• **Records shown**:
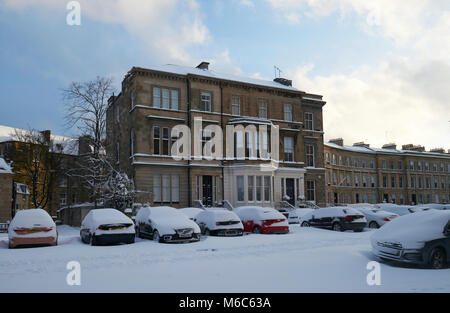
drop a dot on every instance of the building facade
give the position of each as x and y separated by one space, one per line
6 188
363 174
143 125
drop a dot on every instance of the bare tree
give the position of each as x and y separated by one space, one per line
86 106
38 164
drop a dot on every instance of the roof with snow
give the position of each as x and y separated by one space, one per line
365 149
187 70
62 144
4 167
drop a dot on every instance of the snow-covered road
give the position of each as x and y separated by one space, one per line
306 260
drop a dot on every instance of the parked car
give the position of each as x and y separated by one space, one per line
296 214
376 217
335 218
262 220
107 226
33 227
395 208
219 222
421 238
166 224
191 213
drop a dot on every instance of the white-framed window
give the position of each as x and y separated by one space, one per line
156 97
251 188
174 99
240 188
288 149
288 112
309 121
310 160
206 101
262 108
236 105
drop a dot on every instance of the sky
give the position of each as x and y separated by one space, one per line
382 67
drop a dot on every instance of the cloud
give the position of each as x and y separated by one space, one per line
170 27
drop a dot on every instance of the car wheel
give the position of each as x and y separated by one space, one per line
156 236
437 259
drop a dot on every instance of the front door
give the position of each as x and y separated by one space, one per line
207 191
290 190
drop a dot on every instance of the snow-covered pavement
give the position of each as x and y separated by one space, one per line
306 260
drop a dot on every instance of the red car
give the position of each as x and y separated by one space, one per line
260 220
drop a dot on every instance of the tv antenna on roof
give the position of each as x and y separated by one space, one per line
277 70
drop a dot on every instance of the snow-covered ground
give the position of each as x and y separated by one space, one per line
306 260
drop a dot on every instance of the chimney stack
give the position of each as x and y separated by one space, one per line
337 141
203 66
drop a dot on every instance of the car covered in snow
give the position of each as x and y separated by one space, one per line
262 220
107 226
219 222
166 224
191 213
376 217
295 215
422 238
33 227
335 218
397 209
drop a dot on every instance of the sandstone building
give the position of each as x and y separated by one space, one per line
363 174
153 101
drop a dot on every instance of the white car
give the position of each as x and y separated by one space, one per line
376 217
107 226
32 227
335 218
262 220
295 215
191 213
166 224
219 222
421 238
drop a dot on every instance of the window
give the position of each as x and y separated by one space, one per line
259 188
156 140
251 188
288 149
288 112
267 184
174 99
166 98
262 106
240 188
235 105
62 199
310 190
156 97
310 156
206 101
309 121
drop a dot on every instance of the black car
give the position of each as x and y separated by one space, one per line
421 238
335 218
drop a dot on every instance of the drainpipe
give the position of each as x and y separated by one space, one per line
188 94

==

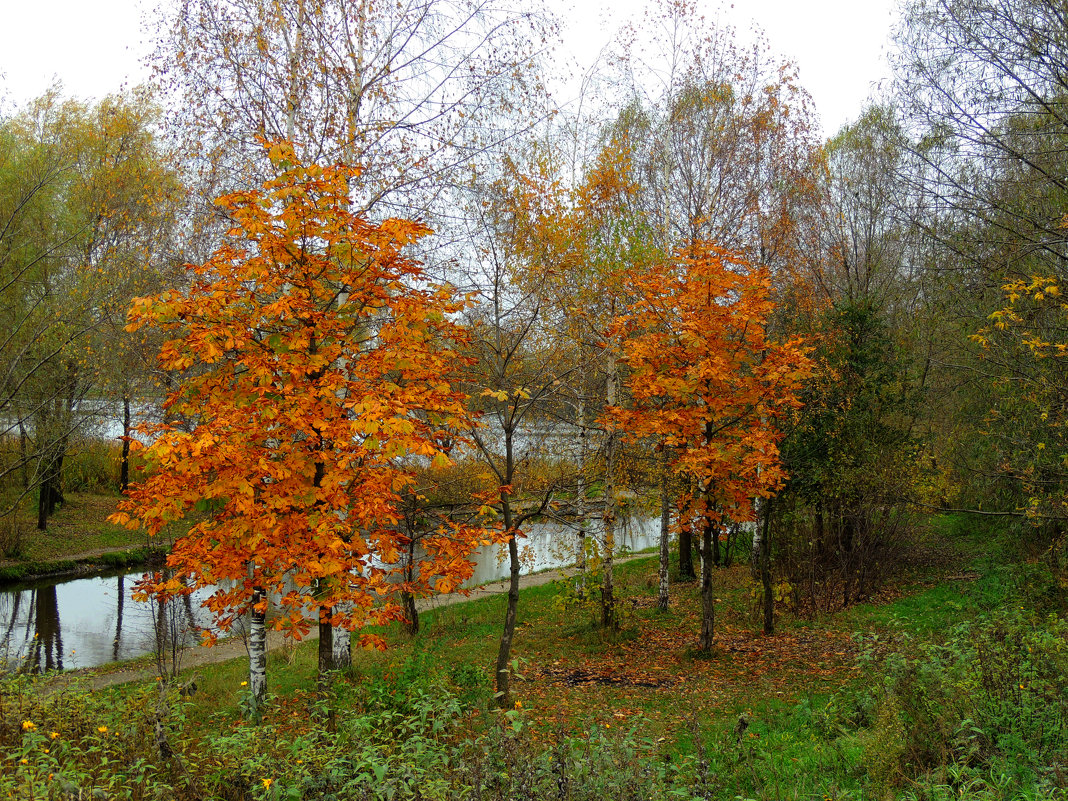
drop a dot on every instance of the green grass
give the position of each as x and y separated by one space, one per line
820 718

• **Work instructions**:
Where in the records does the string "snow" appear? Copy every line that has it.

• **The completed task**:
drop a dot on every instance of the roof with snow
drop a dot on every instance of the snow-covered road
drop a dot on every instance of the snow-covered pavement
drop a dot on every instance of the snow-covered ground
drop a dot on every instance of the car covered in snow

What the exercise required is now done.